◆ TRY IT:
Each entry is to be given again precisely, and no picture may be carried over.

Referring expression data
= Beginning of Section =

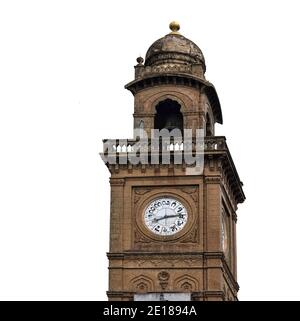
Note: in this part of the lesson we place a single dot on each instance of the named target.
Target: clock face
(165, 216)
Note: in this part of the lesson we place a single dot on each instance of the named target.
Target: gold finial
(174, 26)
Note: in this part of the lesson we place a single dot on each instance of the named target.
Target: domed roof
(174, 48)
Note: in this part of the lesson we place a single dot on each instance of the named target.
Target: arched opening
(209, 131)
(168, 115)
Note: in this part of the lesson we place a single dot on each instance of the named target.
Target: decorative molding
(117, 181)
(212, 179)
(163, 278)
(142, 284)
(139, 192)
(186, 283)
(192, 235)
(192, 191)
(139, 238)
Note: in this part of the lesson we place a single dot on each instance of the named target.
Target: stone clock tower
(172, 221)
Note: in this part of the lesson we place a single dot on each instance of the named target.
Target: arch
(142, 284)
(168, 115)
(182, 99)
(186, 283)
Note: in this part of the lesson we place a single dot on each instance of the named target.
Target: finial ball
(174, 26)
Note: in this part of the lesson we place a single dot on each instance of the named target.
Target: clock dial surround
(165, 216)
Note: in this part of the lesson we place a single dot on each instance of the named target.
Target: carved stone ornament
(163, 278)
(139, 192)
(192, 236)
(192, 191)
(139, 238)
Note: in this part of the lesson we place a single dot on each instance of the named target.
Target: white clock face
(165, 216)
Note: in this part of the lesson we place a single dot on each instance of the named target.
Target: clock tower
(174, 186)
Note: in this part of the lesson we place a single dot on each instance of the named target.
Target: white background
(63, 65)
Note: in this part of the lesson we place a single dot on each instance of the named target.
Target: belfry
(173, 221)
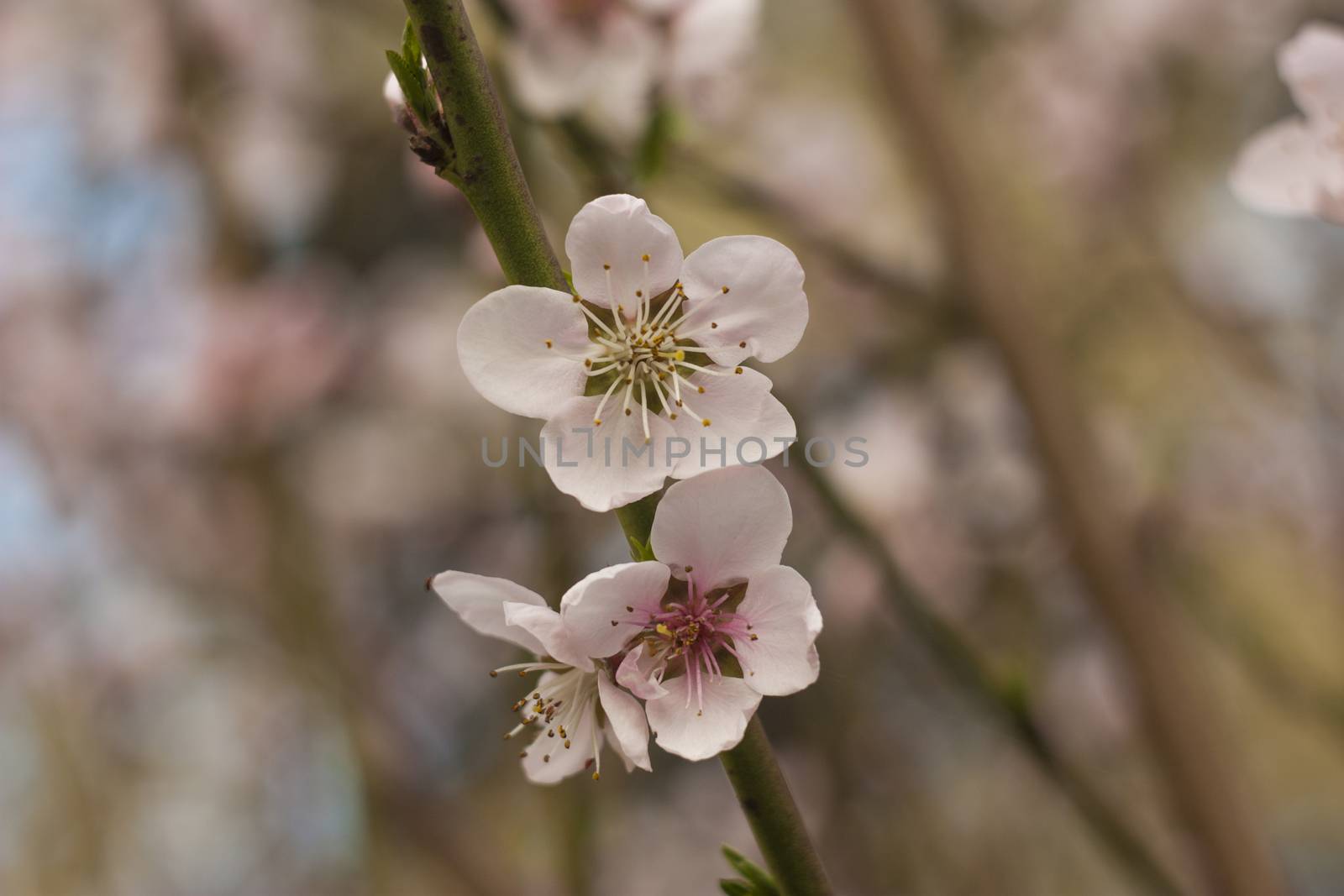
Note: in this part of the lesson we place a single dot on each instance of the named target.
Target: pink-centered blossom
(732, 626)
(1296, 167)
(638, 372)
(575, 707)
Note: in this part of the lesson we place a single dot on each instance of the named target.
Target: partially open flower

= End of Section =

◆ RESPONSE AREA:
Note: in this part of the lesson we place a single dot on each instance of the named target.
Target: clock face
(165, 216)
Note: in this part of the lesson we place a single dot on each instance of the named target.
Target: gold finial
(174, 26)
Note: in this part of the lesson we place a single dot on each instance of the named target.
Target: domed roof
(174, 48)
Note: in this part of the lesson we place a single dot on each instance of the named target.
Target: arched opening
(209, 131)
(168, 115)
Note: in this part of the lesson we place a single dot on each instance of the named target.
Target: decorative molding
(117, 181)
(212, 179)
(163, 278)
(142, 284)
(139, 192)
(186, 283)
(192, 235)
(192, 191)
(139, 238)
Note: in this part of the lesson we place a single dot on each instance of the named target.
Target: stone clock tower
(172, 221)
Note: in this part of the lesson we place a single dot on each instance of the named target.
Target: arch
(142, 284)
(168, 115)
(182, 99)
(186, 283)
Note: in this part of the lesson we place a single dot on each instance of the named target.
Target: finial ball
(174, 26)
Note: in this part of the lesson we place a single dot on each instance of the named target.
Target: clock dial surround
(165, 216)
Note: in this part of the lesson we place a single dot on each instance of the named target.
Target: carved stone ornament
(163, 278)
(139, 192)
(192, 236)
(192, 191)
(139, 238)
Note: in this part of the lesson we place a single dot on each instance of the named target.
Target: white clock face
(165, 216)
Note: in this part of the lesson we place a single dot on each instance of the named target.
Target: clock tower
(174, 186)
Note: in this part of the lesson we place a single dot on each instance of the named target.
Target: white background
(63, 65)
Note: in this part of the lesson we place a single dot on each instance of the named target.
Target: belfry
(173, 221)
Note: in this part of the lesson we place a single dot on each instance of the named target.
Target: pink-centered blossom
(732, 626)
(1296, 167)
(638, 372)
(575, 707)
Note: in this part of the lesson we place a single dot on each instance of the named target.
Target: partially open flower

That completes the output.